Records
--------------------------------

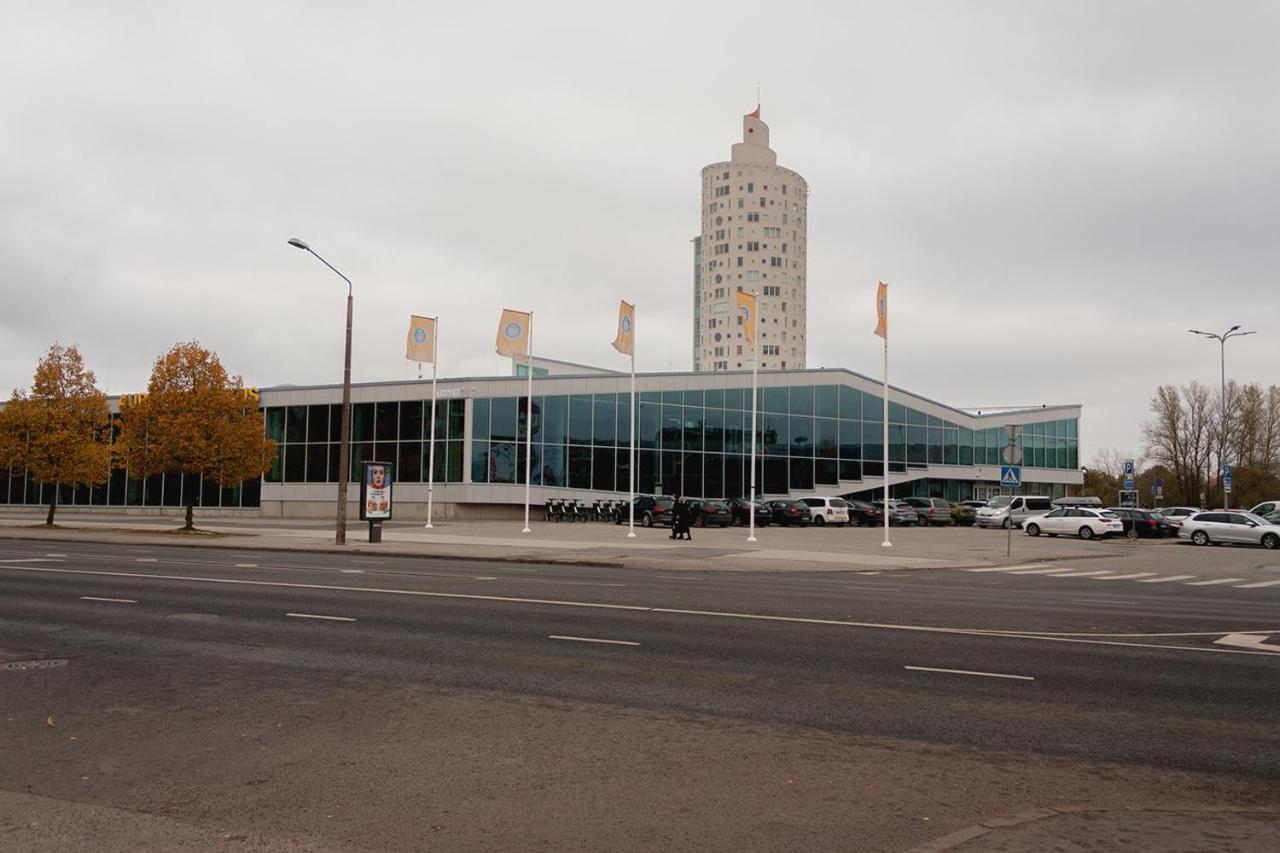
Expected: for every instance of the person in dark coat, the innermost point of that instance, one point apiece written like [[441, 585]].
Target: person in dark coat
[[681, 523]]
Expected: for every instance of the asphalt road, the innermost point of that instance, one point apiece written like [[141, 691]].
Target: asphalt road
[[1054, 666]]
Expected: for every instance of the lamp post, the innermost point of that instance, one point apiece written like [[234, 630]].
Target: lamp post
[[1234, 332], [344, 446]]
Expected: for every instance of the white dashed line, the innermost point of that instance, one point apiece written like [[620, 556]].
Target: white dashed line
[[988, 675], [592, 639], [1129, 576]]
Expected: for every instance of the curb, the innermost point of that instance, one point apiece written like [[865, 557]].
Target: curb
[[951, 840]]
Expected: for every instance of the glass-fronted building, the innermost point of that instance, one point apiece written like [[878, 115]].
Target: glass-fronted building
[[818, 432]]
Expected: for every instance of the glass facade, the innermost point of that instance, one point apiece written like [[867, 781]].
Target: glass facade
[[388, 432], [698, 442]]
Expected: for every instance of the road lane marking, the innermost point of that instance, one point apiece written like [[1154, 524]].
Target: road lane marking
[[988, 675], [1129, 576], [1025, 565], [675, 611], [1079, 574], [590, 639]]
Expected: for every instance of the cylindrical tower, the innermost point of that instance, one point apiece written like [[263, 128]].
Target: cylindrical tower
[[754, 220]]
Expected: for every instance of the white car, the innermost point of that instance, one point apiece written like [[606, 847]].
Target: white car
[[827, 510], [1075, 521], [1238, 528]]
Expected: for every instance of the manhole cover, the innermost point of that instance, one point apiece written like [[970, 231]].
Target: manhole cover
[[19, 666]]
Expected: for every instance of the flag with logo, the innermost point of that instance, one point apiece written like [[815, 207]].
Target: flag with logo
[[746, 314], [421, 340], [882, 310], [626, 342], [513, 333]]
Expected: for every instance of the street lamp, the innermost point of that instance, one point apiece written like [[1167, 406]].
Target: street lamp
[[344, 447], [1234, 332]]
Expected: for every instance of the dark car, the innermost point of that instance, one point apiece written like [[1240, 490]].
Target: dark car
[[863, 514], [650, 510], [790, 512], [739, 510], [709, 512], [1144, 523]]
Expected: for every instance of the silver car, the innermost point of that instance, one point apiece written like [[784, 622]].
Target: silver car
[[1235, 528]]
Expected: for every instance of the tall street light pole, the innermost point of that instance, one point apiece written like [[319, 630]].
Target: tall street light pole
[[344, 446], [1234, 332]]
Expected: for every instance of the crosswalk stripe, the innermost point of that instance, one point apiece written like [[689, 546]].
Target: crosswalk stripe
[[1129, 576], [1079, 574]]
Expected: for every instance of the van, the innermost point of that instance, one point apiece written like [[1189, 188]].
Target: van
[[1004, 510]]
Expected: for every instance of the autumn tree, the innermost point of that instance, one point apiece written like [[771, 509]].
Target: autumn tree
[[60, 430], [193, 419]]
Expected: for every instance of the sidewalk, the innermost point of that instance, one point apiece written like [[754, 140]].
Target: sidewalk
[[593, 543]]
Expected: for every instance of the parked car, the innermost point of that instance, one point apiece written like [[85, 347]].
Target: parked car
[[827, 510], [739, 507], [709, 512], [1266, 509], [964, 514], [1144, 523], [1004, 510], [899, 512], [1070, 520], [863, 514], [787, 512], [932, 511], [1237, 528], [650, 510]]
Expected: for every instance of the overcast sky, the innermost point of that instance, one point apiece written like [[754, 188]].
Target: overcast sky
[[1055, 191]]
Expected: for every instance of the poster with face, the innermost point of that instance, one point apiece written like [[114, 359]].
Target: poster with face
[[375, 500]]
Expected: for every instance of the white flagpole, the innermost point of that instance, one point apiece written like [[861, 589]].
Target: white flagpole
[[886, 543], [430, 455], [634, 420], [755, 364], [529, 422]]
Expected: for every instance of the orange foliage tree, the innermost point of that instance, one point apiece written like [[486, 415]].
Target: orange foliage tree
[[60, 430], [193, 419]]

--------------------------------

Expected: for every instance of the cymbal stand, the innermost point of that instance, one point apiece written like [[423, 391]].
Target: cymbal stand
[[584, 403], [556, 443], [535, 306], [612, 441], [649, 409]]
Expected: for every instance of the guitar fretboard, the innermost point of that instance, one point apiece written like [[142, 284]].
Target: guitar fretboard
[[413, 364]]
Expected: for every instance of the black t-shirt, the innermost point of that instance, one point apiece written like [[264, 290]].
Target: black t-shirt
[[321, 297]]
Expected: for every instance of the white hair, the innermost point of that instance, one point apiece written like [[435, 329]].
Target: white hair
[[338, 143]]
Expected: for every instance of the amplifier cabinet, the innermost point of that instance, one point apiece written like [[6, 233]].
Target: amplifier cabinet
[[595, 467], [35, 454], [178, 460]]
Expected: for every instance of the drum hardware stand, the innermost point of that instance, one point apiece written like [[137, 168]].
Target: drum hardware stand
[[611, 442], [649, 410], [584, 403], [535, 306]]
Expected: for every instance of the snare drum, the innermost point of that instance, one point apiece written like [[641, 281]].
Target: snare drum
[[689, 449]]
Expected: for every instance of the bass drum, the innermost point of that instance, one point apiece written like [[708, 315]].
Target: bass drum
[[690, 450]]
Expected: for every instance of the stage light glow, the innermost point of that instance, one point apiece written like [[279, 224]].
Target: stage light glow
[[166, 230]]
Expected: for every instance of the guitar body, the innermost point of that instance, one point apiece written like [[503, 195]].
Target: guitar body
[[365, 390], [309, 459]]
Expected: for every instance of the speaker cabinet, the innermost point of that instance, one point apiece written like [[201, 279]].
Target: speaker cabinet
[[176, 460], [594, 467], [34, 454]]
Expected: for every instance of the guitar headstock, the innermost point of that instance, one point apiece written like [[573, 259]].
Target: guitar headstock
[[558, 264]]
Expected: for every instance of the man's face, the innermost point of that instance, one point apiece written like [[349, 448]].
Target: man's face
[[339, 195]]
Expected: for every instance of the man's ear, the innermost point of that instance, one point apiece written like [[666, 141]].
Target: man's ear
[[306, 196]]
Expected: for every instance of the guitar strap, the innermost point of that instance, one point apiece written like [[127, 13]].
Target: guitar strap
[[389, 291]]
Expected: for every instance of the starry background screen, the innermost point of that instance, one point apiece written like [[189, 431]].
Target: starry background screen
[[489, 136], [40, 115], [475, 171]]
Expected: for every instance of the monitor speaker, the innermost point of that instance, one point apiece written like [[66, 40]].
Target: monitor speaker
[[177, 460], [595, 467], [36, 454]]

--------------------------------

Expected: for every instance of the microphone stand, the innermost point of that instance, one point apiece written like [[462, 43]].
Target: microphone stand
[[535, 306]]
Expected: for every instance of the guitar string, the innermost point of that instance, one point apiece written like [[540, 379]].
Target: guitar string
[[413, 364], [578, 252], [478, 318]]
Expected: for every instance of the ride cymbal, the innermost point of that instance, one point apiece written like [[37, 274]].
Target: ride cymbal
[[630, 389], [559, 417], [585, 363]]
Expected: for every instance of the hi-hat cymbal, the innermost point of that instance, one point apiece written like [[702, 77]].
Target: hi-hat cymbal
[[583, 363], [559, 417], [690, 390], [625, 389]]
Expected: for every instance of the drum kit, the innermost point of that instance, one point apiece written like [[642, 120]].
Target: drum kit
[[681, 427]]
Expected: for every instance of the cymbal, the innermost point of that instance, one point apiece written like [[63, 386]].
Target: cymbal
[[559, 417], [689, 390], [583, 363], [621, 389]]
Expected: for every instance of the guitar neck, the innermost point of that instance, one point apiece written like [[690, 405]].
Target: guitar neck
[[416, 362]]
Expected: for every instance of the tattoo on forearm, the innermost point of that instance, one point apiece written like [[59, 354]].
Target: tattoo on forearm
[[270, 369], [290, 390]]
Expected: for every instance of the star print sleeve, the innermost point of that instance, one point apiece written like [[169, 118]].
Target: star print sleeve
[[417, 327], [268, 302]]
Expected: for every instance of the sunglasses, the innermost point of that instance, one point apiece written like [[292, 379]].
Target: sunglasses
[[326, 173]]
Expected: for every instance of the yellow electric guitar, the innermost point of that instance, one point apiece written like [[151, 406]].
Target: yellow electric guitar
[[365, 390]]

--------------------------------

Given request
Reproduce only the entries in the part that opens with the line containing "Expected: for every instance of the dark" and closes with the line containing "[[1055, 191]]", substituting "gray car" for every occurrence of "silver car" and leaving all else unchanged.

The reply
Expected: for every instance of the dark car, the innermost point of that instance, one point apiece written like [[1240, 490]].
Target: dark car
[[863, 514], [650, 510], [790, 512], [739, 510], [709, 512], [1144, 523]]
Expected: for every instance of the gray car, the innermost point of that instance, one point apiece written like [[784, 622]].
Target: gray car
[[1235, 528]]
Expected: for every instance of the tall street light pole, the innermost point of that instance, one point apiece written like [[319, 630]].
Target: tall street light pole
[[344, 446], [1234, 332]]
Expected: for every instance of the crosswalk stripe, the innermost point of that instance, one point apiece written like [[689, 546]].
Target: crosswalk stripe
[[1129, 576], [1079, 574]]
Expected: for every instance of the van, the innermost point of that instance, one point apiece written like [[1189, 188]].
Target: van
[[1004, 510]]
Expected: for every instance of the autumn tree, the innermost point of that instance, one point apiece written like [[771, 509]].
Target: autumn tree
[[60, 430], [193, 419]]
Expected: for every instance of the sidewalk, the innermost point of that instance, one point apiece written like [[754, 140]].
Target: sidewalk
[[593, 543]]
Expected: for every instance of the parked car, the innermost point of that instance, one point apiece written like [[85, 347]].
Target: parked car
[[827, 510], [739, 507], [709, 512], [1266, 509], [964, 514], [1144, 523], [1004, 510], [899, 512], [1070, 520], [863, 514], [787, 512], [932, 511], [1237, 528], [650, 510]]
Expected: for every instance of the overcast sky, the innermost point of that instance, one point apiece written like [[754, 188]].
Target: overcast sky
[[1055, 191]]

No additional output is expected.